> [REQUIRED TASK]: Without the pictures, write out all the lines below exactly as they appear.

* START MATERIAL PROVIDED *

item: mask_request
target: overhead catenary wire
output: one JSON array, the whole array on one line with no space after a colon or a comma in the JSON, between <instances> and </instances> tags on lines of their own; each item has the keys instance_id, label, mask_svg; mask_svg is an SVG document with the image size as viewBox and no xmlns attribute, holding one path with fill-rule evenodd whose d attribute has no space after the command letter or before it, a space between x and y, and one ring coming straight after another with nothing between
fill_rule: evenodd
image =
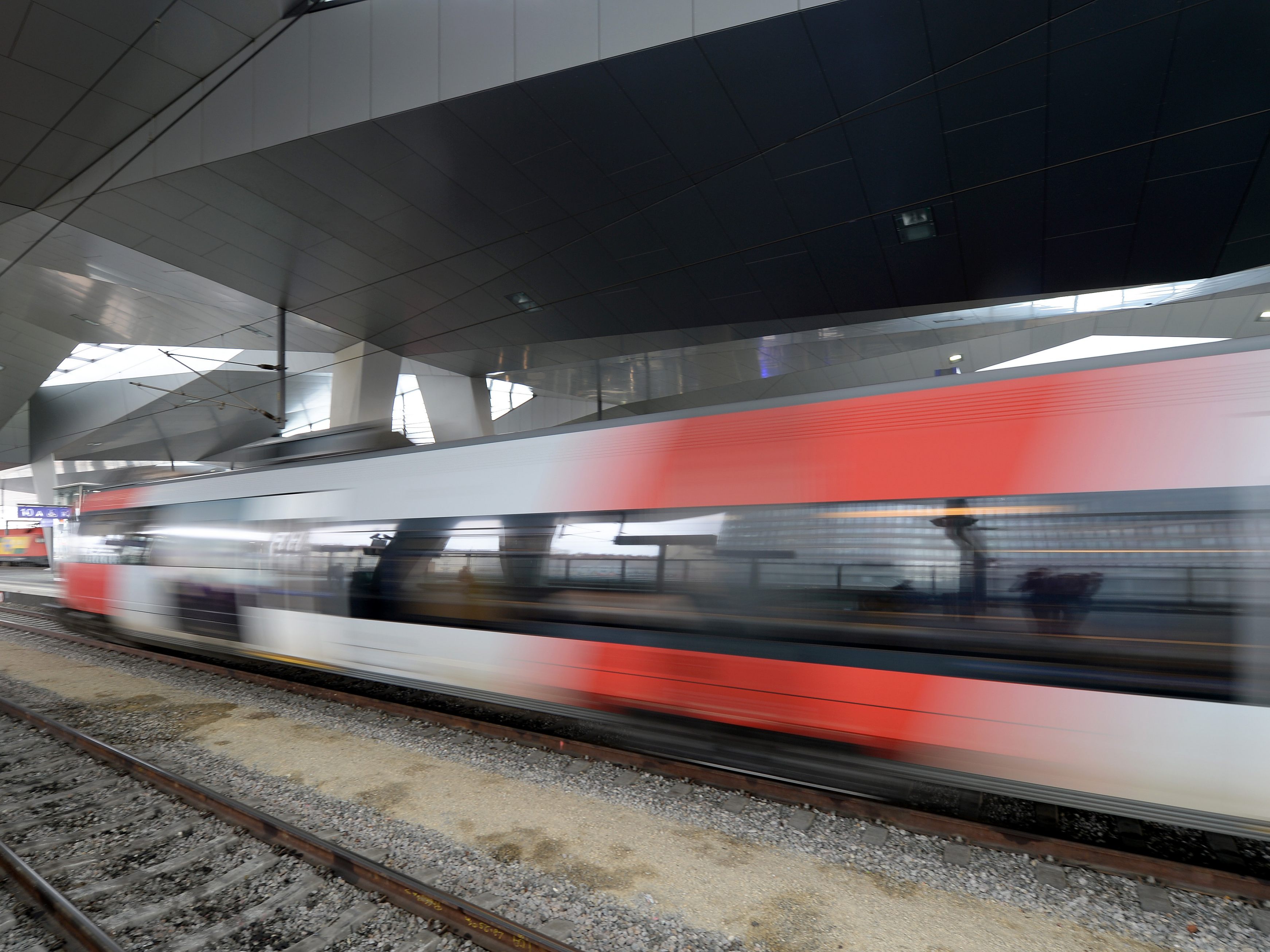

* END MATERIAL PROVIDED *

> [COMPLETED TASK]:
item: mask_request
target: overhead catenary wire
output: one JSON array, the whole array on one line with no space after a colon or a comma in the JSON, between <instances> and </instances> tags on lines of their own; each item has the keys instance_id, label, mask_svg; mask_svg is an SVG document with the image size as viewBox and no xmlns attribute, holding one path with fill-rule evenodd whose d attribute has no space after the command letter or before it, a space between x and y, and one ring coming straight after another with nothing between
fill_rule: evenodd
image =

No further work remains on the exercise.